START TASK DATA

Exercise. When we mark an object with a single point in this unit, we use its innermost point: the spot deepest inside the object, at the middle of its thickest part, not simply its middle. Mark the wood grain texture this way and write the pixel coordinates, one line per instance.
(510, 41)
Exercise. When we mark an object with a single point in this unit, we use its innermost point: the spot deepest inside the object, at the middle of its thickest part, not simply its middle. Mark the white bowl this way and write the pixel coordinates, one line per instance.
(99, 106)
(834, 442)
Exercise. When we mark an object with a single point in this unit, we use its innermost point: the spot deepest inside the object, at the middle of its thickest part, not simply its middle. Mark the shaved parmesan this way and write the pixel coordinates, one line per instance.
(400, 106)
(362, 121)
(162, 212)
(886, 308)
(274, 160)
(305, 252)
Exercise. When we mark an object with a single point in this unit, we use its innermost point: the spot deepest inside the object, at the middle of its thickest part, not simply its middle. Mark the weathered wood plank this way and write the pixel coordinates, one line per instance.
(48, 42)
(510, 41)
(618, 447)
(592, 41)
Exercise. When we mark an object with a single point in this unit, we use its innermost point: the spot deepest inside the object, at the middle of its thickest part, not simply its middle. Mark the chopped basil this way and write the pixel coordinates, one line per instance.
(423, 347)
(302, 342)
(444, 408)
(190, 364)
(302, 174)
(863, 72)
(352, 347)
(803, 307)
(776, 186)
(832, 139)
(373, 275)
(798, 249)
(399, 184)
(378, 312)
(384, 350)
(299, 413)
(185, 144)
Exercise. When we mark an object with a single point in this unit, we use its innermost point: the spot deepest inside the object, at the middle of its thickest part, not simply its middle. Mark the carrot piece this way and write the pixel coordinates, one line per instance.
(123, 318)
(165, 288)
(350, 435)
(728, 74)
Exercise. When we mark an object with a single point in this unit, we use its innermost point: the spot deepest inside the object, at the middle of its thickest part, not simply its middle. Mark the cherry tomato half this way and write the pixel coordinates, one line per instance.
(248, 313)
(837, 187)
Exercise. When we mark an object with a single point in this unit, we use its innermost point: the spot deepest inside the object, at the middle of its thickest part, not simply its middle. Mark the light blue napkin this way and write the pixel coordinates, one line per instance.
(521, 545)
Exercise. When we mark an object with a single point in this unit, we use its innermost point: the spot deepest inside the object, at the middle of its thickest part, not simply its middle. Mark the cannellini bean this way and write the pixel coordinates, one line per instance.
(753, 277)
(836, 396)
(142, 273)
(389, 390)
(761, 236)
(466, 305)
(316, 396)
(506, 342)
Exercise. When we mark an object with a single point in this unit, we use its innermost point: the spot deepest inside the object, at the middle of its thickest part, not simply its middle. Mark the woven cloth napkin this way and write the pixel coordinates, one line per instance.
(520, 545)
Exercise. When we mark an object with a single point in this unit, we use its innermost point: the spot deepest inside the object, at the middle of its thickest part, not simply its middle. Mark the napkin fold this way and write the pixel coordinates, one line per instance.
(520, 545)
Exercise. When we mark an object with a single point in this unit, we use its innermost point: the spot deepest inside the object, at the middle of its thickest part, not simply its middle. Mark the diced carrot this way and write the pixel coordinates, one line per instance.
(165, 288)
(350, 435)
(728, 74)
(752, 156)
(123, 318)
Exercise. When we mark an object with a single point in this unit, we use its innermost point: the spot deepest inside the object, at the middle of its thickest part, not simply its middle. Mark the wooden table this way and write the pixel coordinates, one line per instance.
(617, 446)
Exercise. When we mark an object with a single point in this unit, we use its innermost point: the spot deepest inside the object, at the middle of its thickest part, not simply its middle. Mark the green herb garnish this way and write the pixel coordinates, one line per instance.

END TASK DATA

EXERCISE OBJECTIVE: Repeat the data above in full, word for word.

TASK ANSWER:
Exercise. When we mark an object with a single point in this unit, we use its innermost point: the spot deepest inside the object, at the middle of its thickest part, not simply its middle. Mark the wood grain texture this way and write the pixel coordinates, one line per instance.
(510, 41)
Exercise. When we mark an object with a single point in this unit, we use its innermost point: the spot deepest inside the object, at the middle of its thickest part, not simply its middle. Mark the white bowl this way and write the pixel coordinates, one line per instance.
(99, 106)
(834, 442)
Exercise. When we mark an object with a single point in this unit, we use its innermost point: the spot deepest inside the object, at the middle of its thickest part, not simply its middle. Mark the shaved parmesan this way and write the pixel coordinates, one line per instance.
(400, 106)
(362, 121)
(162, 212)
(886, 308)
(274, 160)
(305, 252)
Exercise. When we mark an object with a single point in this unit, we use its innermost point: the spot deepest inside the object, at the middle of its thickest part, not simply its middle. Mark the weathered wood plank this way and write the pixel coordinates, one line per instance.
(48, 42)
(510, 41)
(618, 447)
(592, 41)
Exercise. When we mark an object with a single point in this unit, we use its innermost point: the spot deepest inside the object, at the middle of its thickest part, not simply its middle. Mark the chopped basil this way and write the pixel coordinates, one line per instance.
(423, 347)
(302, 342)
(444, 408)
(190, 364)
(302, 174)
(863, 72)
(352, 347)
(803, 307)
(776, 186)
(832, 139)
(373, 275)
(798, 249)
(399, 184)
(378, 312)
(384, 350)
(299, 413)
(185, 144)
Exercise. When we mark an object with a single point in this unit, we use its innermost point: the spot deepest inside the object, at the middle of its thickest part, not simply its middle. Mark the carrot piece this way and write the pixel coordinates, one line per instance.
(123, 318)
(165, 288)
(350, 435)
(728, 74)
Exercise. When we mark an object with a single point in this unit, we use its innermost point: the spot deepest inside the object, at the middle of its thickest part, not simply its middle. Mark the cherry tomato half this way and write the pixel coordinates, one line per instance.
(248, 313)
(837, 187)
Exercise. When we mark an object with a single point in this unit, we use its innermost point: the spot deepest inside the object, at the middle of its thickest part, not simply its middle. Mark the light blue napkin this way and write the pixel coordinates, one line per instance.
(521, 545)
Exercise. When we mark an object with a single point in this unit, we use its innermost point: the spot deepest inside the object, at the middle of its thickest part, not simply its middle. Mark the cannellini bean this way and write the pixel coordinates, one line per instance.
(753, 277)
(836, 396)
(142, 273)
(389, 390)
(761, 236)
(466, 305)
(316, 396)
(506, 342)
Exercise. When we mark an object with a single point in this unit, we use its innermost point: the spot deepest inside the object, at the middle of its thickest part, not simply its middle. Mark the woven cloth napkin this way and write the pixel coordinates, one line per instance.
(520, 545)
Exercise. When we mark an object with a single point in this unit, we use its innermost point: the spot deepest inside the object, at the middle of its thickest part, not simply its middle. Mark the napkin fold this way and write the pixel coordinates, one line per instance.
(520, 545)
Exercise. When we mark an object with a single point in this unit, we use its innermost point: the spot deepest inside the object, at the middle of its thickest part, not simply its middle. Mark the diced carrot this way and write the pixel coordinates, one line per instance.
(165, 288)
(350, 435)
(728, 74)
(752, 156)
(123, 318)
Exercise. When we mark an object with a single point in this unit, we use its innermost point: the spot deepest inside the object, at the middle of its thickest part, not simply its middle. Mark the wooden table this way and write the pixel coordinates, one line per instance.
(617, 446)
Exercise. When we mark an object with a single point in this unit, we use its innermost point: the spot deepest inside the object, at the middle of its thickest part, not simply its middle. Mark the green herb garnish this way and write the pixel coordinates, one line per instance.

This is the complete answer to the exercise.